### Data shown
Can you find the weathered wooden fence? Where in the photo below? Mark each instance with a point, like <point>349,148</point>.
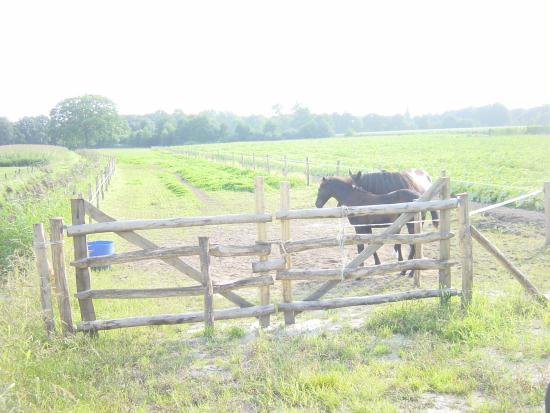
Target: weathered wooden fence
<point>102,182</point>
<point>330,278</point>
<point>265,263</point>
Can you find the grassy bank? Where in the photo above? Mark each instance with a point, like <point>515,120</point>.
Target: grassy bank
<point>394,357</point>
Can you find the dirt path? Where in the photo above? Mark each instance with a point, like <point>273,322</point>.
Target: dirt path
<point>208,205</point>
<point>511,215</point>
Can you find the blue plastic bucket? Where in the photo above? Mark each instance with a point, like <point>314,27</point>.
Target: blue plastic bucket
<point>97,248</point>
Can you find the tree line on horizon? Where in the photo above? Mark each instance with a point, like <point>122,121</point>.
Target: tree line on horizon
<point>93,121</point>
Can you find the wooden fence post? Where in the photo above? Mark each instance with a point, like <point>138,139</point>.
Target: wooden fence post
<point>60,275</point>
<point>78,212</point>
<point>307,171</point>
<point>547,210</point>
<point>207,283</point>
<point>261,229</point>
<point>418,253</point>
<point>445,229</point>
<point>465,244</point>
<point>285,236</point>
<point>43,268</point>
<point>97,191</point>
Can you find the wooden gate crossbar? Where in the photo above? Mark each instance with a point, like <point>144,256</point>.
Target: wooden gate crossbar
<point>175,262</point>
<point>262,249</point>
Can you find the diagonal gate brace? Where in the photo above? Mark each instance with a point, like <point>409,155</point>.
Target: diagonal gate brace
<point>177,263</point>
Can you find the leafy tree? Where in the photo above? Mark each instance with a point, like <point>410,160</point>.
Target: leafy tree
<point>86,121</point>
<point>270,128</point>
<point>32,130</point>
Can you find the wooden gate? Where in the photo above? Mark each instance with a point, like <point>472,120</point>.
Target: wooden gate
<point>262,249</point>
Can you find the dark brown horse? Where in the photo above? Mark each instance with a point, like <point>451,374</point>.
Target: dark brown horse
<point>383,182</point>
<point>347,194</point>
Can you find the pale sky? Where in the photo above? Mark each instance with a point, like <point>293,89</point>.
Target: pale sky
<point>245,56</point>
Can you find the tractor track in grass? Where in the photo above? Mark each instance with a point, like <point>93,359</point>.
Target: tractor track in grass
<point>208,204</point>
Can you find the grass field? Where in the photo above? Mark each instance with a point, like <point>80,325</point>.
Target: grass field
<point>397,357</point>
<point>29,195</point>
<point>490,168</point>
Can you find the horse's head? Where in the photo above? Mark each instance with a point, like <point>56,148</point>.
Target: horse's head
<point>324,193</point>
<point>356,178</point>
<point>336,187</point>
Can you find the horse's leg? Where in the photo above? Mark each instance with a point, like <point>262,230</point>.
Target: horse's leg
<point>412,250</point>
<point>361,230</point>
<point>375,254</point>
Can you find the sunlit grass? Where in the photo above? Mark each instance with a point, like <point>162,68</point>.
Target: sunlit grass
<point>515,164</point>
<point>488,357</point>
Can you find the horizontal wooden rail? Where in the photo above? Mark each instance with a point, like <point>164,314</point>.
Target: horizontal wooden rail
<point>261,249</point>
<point>158,253</point>
<point>161,253</point>
<point>367,300</point>
<point>176,291</point>
<point>134,225</point>
<point>508,201</point>
<point>384,209</point>
<point>164,319</point>
<point>314,243</point>
<point>336,274</point>
<point>269,265</point>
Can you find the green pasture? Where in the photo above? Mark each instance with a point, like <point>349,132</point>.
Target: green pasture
<point>490,167</point>
<point>409,356</point>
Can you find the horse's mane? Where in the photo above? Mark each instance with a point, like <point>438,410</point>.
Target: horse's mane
<point>384,182</point>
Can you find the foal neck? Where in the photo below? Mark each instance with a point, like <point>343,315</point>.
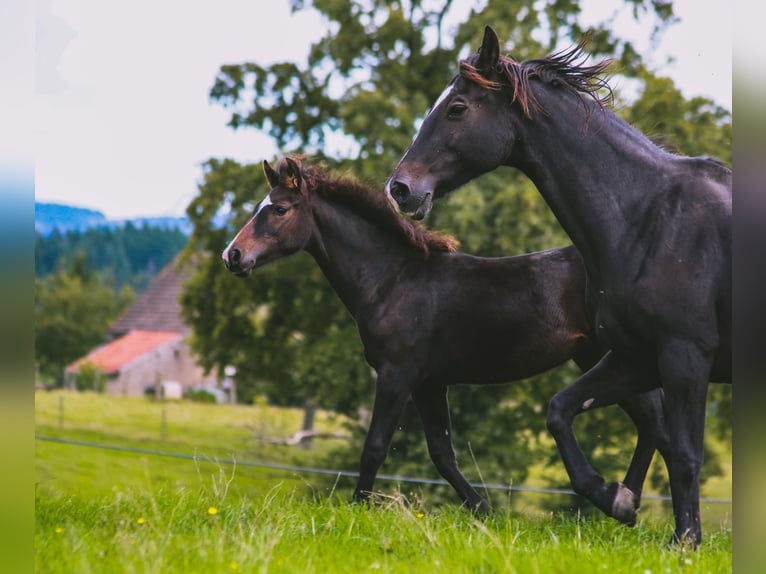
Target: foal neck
<point>358,257</point>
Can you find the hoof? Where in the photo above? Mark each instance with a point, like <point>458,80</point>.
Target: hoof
<point>624,505</point>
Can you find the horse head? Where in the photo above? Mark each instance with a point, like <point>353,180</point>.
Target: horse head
<point>278,225</point>
<point>468,132</point>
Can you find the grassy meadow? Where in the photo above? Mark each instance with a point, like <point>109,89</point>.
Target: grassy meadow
<point>115,511</point>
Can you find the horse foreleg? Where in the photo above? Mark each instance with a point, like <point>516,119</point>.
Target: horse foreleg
<point>434,412</point>
<point>605,384</point>
<point>685,371</point>
<point>646,412</point>
<point>391,394</point>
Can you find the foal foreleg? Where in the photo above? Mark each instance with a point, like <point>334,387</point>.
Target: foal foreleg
<point>605,384</point>
<point>391,394</point>
<point>434,412</point>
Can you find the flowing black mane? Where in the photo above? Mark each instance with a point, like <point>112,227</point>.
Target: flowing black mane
<point>373,205</point>
<point>564,68</point>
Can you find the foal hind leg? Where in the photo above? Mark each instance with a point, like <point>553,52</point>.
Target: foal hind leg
<point>392,391</point>
<point>434,412</point>
<point>605,384</point>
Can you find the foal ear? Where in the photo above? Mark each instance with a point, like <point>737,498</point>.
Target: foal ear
<point>271,175</point>
<point>489,53</point>
<point>290,173</point>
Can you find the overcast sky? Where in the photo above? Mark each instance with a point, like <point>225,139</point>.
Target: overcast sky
<point>122,115</point>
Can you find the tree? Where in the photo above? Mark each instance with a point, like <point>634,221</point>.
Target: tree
<point>73,310</point>
<point>369,80</point>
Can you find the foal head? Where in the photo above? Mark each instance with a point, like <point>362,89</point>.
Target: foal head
<point>281,223</point>
<point>474,126</point>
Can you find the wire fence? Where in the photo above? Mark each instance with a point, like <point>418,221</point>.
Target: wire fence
<point>332,472</point>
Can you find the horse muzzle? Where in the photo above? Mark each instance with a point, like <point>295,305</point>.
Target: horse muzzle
<point>408,200</point>
<point>236,264</point>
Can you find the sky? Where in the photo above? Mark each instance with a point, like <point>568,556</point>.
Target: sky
<point>121,113</point>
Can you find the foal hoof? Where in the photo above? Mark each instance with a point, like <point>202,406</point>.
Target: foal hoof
<point>624,504</point>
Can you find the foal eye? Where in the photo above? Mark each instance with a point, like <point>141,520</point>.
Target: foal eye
<point>456,110</point>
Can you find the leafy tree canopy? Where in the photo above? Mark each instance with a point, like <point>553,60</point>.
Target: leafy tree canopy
<point>366,84</point>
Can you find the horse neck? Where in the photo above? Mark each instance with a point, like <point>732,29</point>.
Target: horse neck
<point>357,257</point>
<point>588,173</point>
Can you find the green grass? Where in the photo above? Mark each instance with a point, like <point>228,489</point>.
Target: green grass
<point>278,531</point>
<point>109,511</point>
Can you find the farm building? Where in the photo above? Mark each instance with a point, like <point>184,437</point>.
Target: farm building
<point>147,348</point>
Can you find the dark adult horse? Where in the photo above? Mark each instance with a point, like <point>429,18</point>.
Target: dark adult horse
<point>654,231</point>
<point>429,317</point>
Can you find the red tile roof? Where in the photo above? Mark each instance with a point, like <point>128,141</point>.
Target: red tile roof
<point>157,308</point>
<point>115,355</point>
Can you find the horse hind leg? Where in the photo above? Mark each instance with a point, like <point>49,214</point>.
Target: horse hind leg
<point>433,408</point>
<point>605,384</point>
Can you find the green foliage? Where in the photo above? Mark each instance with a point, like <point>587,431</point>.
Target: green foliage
<point>123,256</point>
<point>369,80</point>
<point>73,310</point>
<point>200,396</point>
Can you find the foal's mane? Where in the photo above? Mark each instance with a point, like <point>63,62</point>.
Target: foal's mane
<point>564,68</point>
<point>373,205</point>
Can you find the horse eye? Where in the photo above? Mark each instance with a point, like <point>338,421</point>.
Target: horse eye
<point>456,110</point>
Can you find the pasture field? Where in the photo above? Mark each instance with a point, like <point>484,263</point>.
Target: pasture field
<point>115,511</point>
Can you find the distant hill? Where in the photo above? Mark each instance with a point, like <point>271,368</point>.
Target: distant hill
<point>50,216</point>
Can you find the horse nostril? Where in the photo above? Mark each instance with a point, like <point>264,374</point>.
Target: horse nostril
<point>399,191</point>
<point>235,256</point>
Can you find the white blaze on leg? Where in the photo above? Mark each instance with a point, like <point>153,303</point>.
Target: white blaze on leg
<point>266,201</point>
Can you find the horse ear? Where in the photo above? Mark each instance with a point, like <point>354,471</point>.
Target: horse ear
<point>271,175</point>
<point>290,173</point>
<point>489,53</point>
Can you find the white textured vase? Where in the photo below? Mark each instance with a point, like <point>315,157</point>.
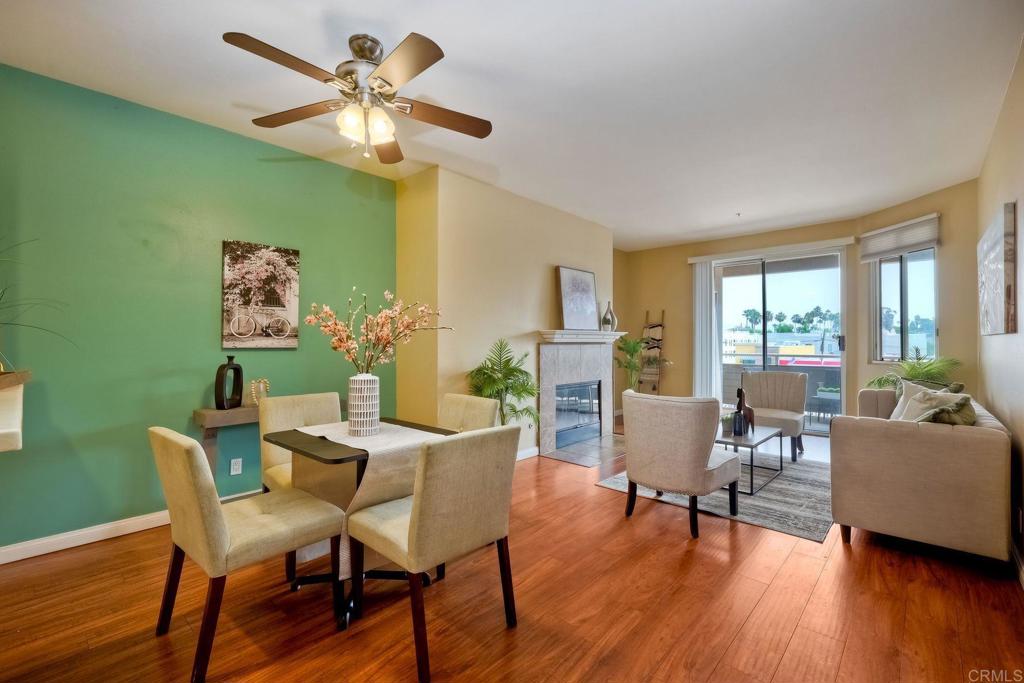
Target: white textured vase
<point>364,404</point>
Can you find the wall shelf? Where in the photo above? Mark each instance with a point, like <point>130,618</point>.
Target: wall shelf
<point>11,409</point>
<point>13,379</point>
<point>210,420</point>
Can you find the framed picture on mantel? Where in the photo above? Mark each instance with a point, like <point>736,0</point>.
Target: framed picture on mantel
<point>579,295</point>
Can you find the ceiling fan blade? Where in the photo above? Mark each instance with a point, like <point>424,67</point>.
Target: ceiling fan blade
<point>389,153</point>
<point>270,52</point>
<point>438,116</point>
<point>413,56</point>
<point>298,114</point>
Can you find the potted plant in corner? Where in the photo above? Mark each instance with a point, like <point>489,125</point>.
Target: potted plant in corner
<point>631,360</point>
<point>919,369</point>
<point>502,377</point>
<point>369,340</point>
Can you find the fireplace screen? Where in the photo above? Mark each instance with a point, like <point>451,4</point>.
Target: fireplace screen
<point>578,413</point>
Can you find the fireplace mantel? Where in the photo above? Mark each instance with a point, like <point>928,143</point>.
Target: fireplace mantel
<point>579,336</point>
<point>571,361</point>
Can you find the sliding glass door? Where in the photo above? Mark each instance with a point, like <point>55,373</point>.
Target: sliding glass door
<point>784,314</point>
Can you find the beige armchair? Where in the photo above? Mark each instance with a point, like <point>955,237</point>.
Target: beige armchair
<point>460,503</point>
<point>670,445</point>
<point>461,413</point>
<point>778,399</point>
<point>224,538</point>
<point>281,413</point>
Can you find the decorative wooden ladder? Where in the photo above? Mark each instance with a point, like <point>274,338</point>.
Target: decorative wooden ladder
<point>650,370</point>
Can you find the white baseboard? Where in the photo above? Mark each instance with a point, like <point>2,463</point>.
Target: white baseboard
<point>81,537</point>
<point>527,453</point>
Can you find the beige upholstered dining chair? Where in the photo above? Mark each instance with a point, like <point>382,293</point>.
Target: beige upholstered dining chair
<point>281,413</point>
<point>224,538</point>
<point>460,502</point>
<point>779,400</point>
<point>670,445</point>
<point>462,413</point>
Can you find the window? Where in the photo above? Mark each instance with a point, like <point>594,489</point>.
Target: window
<point>905,303</point>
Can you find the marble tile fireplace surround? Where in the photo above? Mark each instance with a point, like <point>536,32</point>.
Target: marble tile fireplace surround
<point>572,357</point>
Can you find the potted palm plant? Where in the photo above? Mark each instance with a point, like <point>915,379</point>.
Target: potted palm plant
<point>918,369</point>
<point>503,377</point>
<point>631,360</point>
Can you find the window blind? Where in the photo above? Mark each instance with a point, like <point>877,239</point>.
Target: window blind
<point>909,236</point>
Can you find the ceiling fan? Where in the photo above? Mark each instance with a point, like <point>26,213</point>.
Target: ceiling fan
<point>367,86</point>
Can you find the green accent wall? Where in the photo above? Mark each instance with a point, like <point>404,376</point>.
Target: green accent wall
<point>127,208</point>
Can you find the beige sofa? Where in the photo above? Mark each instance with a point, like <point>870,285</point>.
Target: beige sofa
<point>930,482</point>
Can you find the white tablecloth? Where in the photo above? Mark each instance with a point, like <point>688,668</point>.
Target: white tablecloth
<point>390,474</point>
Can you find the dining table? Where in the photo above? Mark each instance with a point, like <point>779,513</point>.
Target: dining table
<point>353,472</point>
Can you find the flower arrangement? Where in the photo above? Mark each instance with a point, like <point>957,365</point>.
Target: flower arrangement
<point>372,340</point>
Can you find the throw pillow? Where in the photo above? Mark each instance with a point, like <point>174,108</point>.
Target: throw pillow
<point>953,387</point>
<point>944,408</point>
<point>905,390</point>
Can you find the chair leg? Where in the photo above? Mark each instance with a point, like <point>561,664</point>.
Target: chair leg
<point>505,565</point>
<point>337,590</point>
<point>290,566</point>
<point>170,590</point>
<point>419,627</point>
<point>214,594</point>
<point>694,531</point>
<point>355,551</point>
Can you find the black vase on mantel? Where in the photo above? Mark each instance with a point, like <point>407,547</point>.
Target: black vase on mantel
<point>235,398</point>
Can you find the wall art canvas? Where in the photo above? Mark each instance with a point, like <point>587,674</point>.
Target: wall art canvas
<point>579,294</point>
<point>259,296</point>
<point>997,273</point>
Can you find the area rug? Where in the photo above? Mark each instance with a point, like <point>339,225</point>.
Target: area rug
<point>798,502</point>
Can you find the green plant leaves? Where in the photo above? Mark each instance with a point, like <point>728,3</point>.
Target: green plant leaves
<point>502,376</point>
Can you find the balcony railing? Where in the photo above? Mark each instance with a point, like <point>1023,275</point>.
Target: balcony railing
<point>824,397</point>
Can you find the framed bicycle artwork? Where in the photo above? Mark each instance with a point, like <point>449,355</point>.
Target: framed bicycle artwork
<point>259,296</point>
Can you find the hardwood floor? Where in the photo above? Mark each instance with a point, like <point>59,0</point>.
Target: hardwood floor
<point>599,598</point>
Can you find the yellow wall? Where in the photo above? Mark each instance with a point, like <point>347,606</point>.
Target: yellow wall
<point>1000,368</point>
<point>658,279</point>
<point>495,275</point>
<point>620,301</point>
<point>416,280</point>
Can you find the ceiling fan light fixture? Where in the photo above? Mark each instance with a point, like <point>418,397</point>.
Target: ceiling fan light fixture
<point>381,126</point>
<point>350,123</point>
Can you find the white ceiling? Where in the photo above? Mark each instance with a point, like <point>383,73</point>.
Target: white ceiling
<point>660,120</point>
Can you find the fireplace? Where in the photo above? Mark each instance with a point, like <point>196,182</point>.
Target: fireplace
<point>576,366</point>
<point>578,412</point>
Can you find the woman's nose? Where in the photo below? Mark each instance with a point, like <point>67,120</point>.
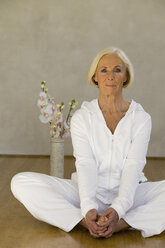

### What is needed
Every line of the material above that includes the string "below" is required.

### Result of this task
Can you find the weathered wooden fence? Where in the photo below? Mark each instance with a point, like <point>349,148</point>.
Can you find the foal neck? Where in the photo below? Mark each instance with a point, like <point>343,315</point>.
Can you find the white textured vase? Where in the photo below? Mark each instance with a point, like <point>315,157</point>.
Can you find the woman's nose? Where in the photo below? Mark each instance with a point, like <point>67,120</point>.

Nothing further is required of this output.